LISTED ENTRIES:

____________

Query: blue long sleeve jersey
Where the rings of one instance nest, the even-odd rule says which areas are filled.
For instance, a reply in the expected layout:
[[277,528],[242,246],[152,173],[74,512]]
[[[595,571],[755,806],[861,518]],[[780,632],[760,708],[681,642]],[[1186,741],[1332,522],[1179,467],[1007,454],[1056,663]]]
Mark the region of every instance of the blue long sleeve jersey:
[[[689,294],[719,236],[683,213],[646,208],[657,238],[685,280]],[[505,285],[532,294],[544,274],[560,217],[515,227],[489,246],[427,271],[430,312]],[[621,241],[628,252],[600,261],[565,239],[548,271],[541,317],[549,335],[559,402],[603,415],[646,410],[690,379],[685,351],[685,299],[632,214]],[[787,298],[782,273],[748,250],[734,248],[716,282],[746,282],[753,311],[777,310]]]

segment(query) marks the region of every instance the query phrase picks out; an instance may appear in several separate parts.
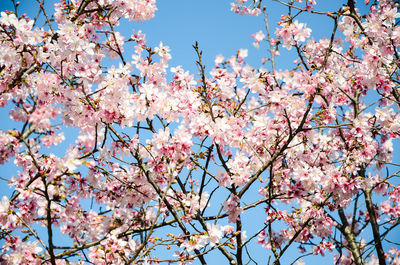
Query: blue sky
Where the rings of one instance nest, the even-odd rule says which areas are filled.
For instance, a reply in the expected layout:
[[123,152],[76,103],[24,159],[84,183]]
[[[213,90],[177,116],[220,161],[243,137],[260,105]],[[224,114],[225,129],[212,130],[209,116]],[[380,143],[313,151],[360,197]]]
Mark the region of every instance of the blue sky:
[[[37,3],[35,0],[21,0],[20,11],[28,13],[33,17],[37,11]],[[131,22],[124,24],[119,29],[125,32],[125,36],[129,36],[133,29],[142,30],[147,35],[148,44],[156,46],[160,42],[171,48],[172,60],[170,66],[182,65],[185,70],[189,70],[191,74],[197,73],[195,65],[196,53],[192,45],[198,41],[200,49],[203,50],[203,61],[206,65],[206,71],[210,71],[214,66],[214,58],[218,54],[222,54],[226,58],[236,54],[238,49],[248,49],[249,57],[247,62],[254,66],[261,65],[261,58],[268,57],[267,47],[262,44],[256,49],[251,44],[253,39],[251,34],[262,30],[265,33],[265,24],[263,16],[251,17],[241,16],[230,11],[229,0],[159,0],[157,2],[158,11],[155,18],[143,23]],[[271,32],[275,31],[276,22],[281,14],[287,13],[287,8],[274,1],[263,1],[267,5],[267,12],[270,16]],[[316,6],[318,11],[336,11],[347,1],[330,1],[319,0]],[[361,4],[362,1],[360,1]],[[47,6],[51,7],[50,1]],[[11,9],[10,0],[2,0],[0,10]],[[332,20],[325,16],[318,15],[300,15],[297,18],[300,22],[307,23],[312,29],[312,36],[315,39],[321,37],[330,37],[333,28]],[[291,52],[283,52],[277,58],[278,69],[290,67],[294,57]],[[9,123],[8,114],[2,110],[0,112],[0,120],[2,122],[0,129],[10,129],[15,125]],[[15,168],[11,164],[0,166],[1,177],[10,178],[15,174]],[[1,182],[4,185],[4,182]],[[7,188],[0,188],[0,195],[10,195]],[[251,212],[250,212],[251,213]],[[250,216],[249,216],[250,217]],[[254,246],[259,251],[258,255],[263,255],[260,247]],[[293,255],[291,260],[293,260]],[[210,260],[210,259],[208,259]],[[265,260],[265,257],[262,259]],[[289,260],[289,259],[288,259]],[[305,259],[307,260],[307,259]],[[330,263],[332,259],[326,261]],[[315,261],[315,260],[314,260]],[[321,260],[317,259],[318,264]],[[211,263],[210,263],[211,264]],[[225,263],[221,263],[225,264]],[[285,263],[283,263],[285,264]]]

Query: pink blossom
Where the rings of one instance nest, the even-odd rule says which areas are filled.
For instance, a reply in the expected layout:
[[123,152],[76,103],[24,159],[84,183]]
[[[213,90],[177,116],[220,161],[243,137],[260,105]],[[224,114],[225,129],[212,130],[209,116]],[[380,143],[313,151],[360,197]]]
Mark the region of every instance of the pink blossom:
[[240,217],[240,214],[243,212],[243,209],[240,208],[239,198],[235,195],[230,196],[228,201],[224,202],[223,210],[227,211],[229,215],[229,222],[234,223]]
[[260,46],[260,42],[264,40],[265,34],[260,30],[257,33],[251,34],[251,37],[254,38],[253,46],[258,48]]
[[282,40],[283,47],[288,50],[293,45],[304,42],[311,35],[311,29],[307,28],[306,24],[299,23],[297,20],[292,23],[281,23],[281,26],[282,28],[277,29],[275,34]]

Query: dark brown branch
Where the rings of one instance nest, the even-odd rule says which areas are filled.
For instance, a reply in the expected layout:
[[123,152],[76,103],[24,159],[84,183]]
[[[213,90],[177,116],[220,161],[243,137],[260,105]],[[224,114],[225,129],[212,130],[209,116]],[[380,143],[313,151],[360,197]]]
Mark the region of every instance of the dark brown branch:
[[361,257],[360,246],[356,242],[356,238],[354,236],[354,231],[351,230],[351,226],[347,222],[346,215],[344,214],[343,209],[338,210],[340,220],[342,221],[342,225],[337,224],[336,227],[342,232],[344,237],[347,240],[347,247],[350,252],[353,254],[354,262],[356,265],[364,265],[364,261]]
[[369,214],[369,220],[372,227],[372,233],[374,235],[375,249],[378,254],[379,265],[386,265],[385,252],[383,251],[382,241],[379,233],[379,225],[376,221],[375,207],[371,199],[371,190],[364,191],[364,195]]

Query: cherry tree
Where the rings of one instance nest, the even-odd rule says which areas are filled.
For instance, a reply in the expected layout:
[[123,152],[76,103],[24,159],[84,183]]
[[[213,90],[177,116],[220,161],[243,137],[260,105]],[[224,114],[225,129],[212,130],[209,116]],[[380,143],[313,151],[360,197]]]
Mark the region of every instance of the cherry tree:
[[239,49],[206,71],[195,43],[197,73],[117,30],[155,0],[1,12],[1,264],[400,264],[399,3],[273,2],[278,25],[231,3],[265,23],[262,67]]

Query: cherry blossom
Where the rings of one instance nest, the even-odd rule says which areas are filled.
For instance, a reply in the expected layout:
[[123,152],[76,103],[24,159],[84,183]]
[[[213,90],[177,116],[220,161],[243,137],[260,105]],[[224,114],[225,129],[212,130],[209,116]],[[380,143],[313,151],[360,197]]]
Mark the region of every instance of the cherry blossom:
[[265,27],[198,72],[155,0],[1,12],[0,262],[398,264],[400,13],[364,2],[235,0]]
[[282,40],[283,47],[290,50],[293,45],[304,42],[306,38],[310,37],[311,29],[307,28],[306,24],[299,23],[298,20],[291,22],[286,17],[282,17],[282,20],[282,28],[277,29],[275,34]]
[[260,47],[260,42],[264,40],[265,34],[260,30],[257,33],[251,34],[251,37],[254,38],[253,46],[258,48]]

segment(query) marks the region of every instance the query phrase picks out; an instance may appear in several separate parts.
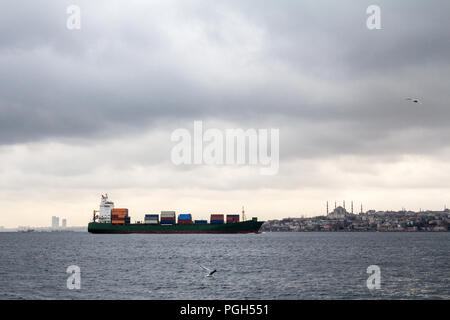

____________

TASK DESCRIPTION: Retype the whole listing exactly and leave the pictures out.

SOLUTION BELOW:
Query: blue long sleeve jersey
Where the rings of one instance nest, the even-odd rule says which areas are filled.
For instance, a reply in the expected layout:
[[277,528],[242,246],[152,173],[74,512]]
[[[595,571],[755,806],[861,518]],[[780,632],[760,708],[681,642]],[[1186,741],[1332,522],[1179,467],[1007,454],[1056,663]]]
Mark the region of every instance of the blue long sleeve jersey:
[[[689,294],[719,236],[683,213],[646,208],[657,238],[685,280]],[[505,285],[532,294],[544,274],[560,217],[515,227],[489,246],[427,271],[430,312]],[[621,241],[628,252],[600,261],[565,239],[548,271],[541,317],[549,335],[559,402],[603,415],[646,410],[690,379],[685,351],[685,299],[632,214]],[[787,298],[782,273],[748,250],[734,248],[716,282],[746,282],[753,311],[777,310]]]

segment(query) marks the region of every instance the query phrase picks out; an instance may appear in several separate parts.
Query: blue sky
Where the rings of one instance nest, the even-odd rule says which areas are filled.
For instance, a reply in the expected layout:
[[123,152],[76,103],[24,159],[84,183]]
[[[213,90],[177,116],[220,161],[243,137],[260,105]],[[224,114],[225,129],[212,130],[209,116]],[[380,143],[313,151],[360,197]]]
Mark the region of every instance of the blue sky:
[[[37,3],[35,0],[21,0],[20,11],[28,13],[33,17],[37,11]],[[131,22],[124,24],[119,29],[125,32],[125,36],[129,36],[133,29],[142,30],[147,35],[148,44],[156,46],[160,42],[171,48],[172,60],[170,66],[182,65],[185,70],[189,70],[191,74],[197,73],[195,65],[196,53],[192,45],[198,41],[200,49],[203,50],[203,61],[206,65],[206,71],[210,71],[214,66],[214,58],[218,54],[222,54],[226,58],[236,54],[238,49],[248,49],[249,57],[247,62],[254,66],[261,65],[261,58],[268,57],[267,47],[262,44],[256,49],[251,44],[253,39],[251,34],[262,30],[265,33],[265,24],[263,16],[251,17],[241,16],[230,11],[229,0],[159,0],[157,2],[158,11],[155,18],[143,23]],[[271,32],[275,31],[276,22],[281,14],[287,13],[287,8],[274,1],[263,1],[267,5],[267,12],[270,16]],[[316,6],[318,11],[336,11],[347,1],[330,1],[319,0]],[[361,4],[362,1],[360,1]],[[47,6],[51,7],[50,1]],[[11,9],[10,0],[2,0],[0,10]],[[332,20],[325,16],[318,15],[300,15],[297,18],[300,22],[307,23],[312,29],[312,36],[315,39],[321,37],[330,37],[333,28]],[[291,52],[283,52],[277,58],[278,69],[290,67],[294,57]],[[9,123],[8,114],[2,110],[0,112],[0,120],[2,122],[0,129],[10,129],[15,125]],[[15,168],[11,164],[0,166],[1,177],[10,178],[15,174]],[[1,182],[4,185],[4,182]],[[7,188],[0,188],[0,195],[10,195]],[[251,212],[250,212],[251,213]],[[250,216],[249,216],[250,217]],[[254,246],[259,251],[258,255],[263,255],[260,247]],[[293,255],[291,260],[293,260]],[[210,260],[210,259],[208,259]],[[265,260],[265,257],[262,259]],[[289,260],[289,259],[288,259]],[[305,259],[307,260],[307,259]],[[330,263],[332,259],[326,261]],[[315,261],[315,260],[314,260]],[[321,260],[317,259],[318,264]],[[211,263],[210,263],[211,264]],[[225,263],[221,263],[225,264]],[[285,263],[283,263],[285,264]]]

Query: pink blossom
Where the rings of one instance nest, the even-odd rule says which areas are filled.
For instance, a reply in the expected layout:
[[123,152],[76,103],[24,159],[84,183]]
[[[213,90],[177,116],[220,161],[243,137],[260,105]],[[224,114],[225,129],[212,130],[209,116]],[[380,143],[313,151],[360,197]]]
Mark the region of every instance of the pink blossom:
[[240,217],[240,214],[243,212],[243,209],[240,208],[239,198],[235,195],[230,196],[228,201],[224,202],[223,210],[227,211],[229,215],[229,222],[234,223]]
[[260,46],[260,42],[264,40],[265,34],[260,30],[257,33],[251,34],[251,37],[254,38],[253,46],[258,48]]
[[282,40],[283,47],[288,50],[293,45],[304,42],[311,35],[311,29],[307,28],[306,24],[299,23],[297,20],[292,23],[281,23],[281,26],[282,28],[277,29],[275,34]]

Query: dark brown branch
Where the rings of one instance nest, the even-odd rule says which areas are filled.
For instance, a reply in the expected layout:
[[123,152],[76,103],[24,159],[84,183]]
[[[213,90],[177,116],[220,161],[243,137],[260,105]],[[224,114],[225,129],[212,130],[209,116]],[[380,143],[313,151],[360,197]]]
Mark the region of every instance of the dark brown branch:
[[361,257],[360,246],[356,242],[356,238],[354,236],[354,231],[351,230],[351,226],[347,222],[346,215],[344,214],[343,209],[338,210],[340,220],[342,221],[342,225],[337,224],[336,227],[342,232],[344,237],[347,240],[347,247],[350,252],[353,254],[354,262],[356,265],[364,265],[364,261]]
[[369,214],[369,220],[372,227],[372,233],[374,235],[375,249],[378,254],[379,265],[386,265],[385,252],[383,251],[382,241],[379,233],[379,225],[376,221],[375,207],[371,199],[371,190],[364,191],[364,195]]

Query: cherry tree
Where the rings of one instance nest, the even-odd rule says which areas are filled.
For instance, a reply in the expected layout:
[[123,152],[76,103],[24,159],[84,183]]
[[[213,90],[177,116],[220,161],[243,137],[260,105]],[[224,114],[225,129],[212,130],[209,116]],[[380,143],[313,151],[360,197]]]
Mark the region of every instance of the cherry tree:
[[239,49],[206,71],[195,43],[197,73],[117,30],[155,0],[1,12],[1,264],[400,264],[399,3],[273,2],[278,25],[231,3],[265,23],[262,67]]

Query: cherry blossom
Where the rings of one instance nest, the even-odd rule says which areas are filled.
For instance, a reply in the expected layout:
[[123,152],[76,103],[24,159],[84,183]]
[[[213,90],[177,116],[220,161],[243,137],[260,105]],[[224,114],[225,129],[212,130],[209,116]],[[380,143],[313,151],[360,197]]]
Mark the region of every instance of the cherry blossom:
[[265,27],[198,72],[155,0],[1,12],[0,262],[398,264],[400,13],[364,2],[235,0]]
[[282,40],[283,47],[290,50],[293,45],[304,42],[306,38],[310,37],[311,29],[307,28],[306,24],[299,23],[298,20],[291,22],[286,17],[282,17],[282,20],[282,28],[277,29],[275,34]]
[[260,47],[260,42],[264,40],[265,34],[260,30],[257,33],[251,34],[251,37],[254,38],[253,46],[258,48]]

segment(query) marks the region of every instance the query phrase picks out; an instance may appear in several separate parts.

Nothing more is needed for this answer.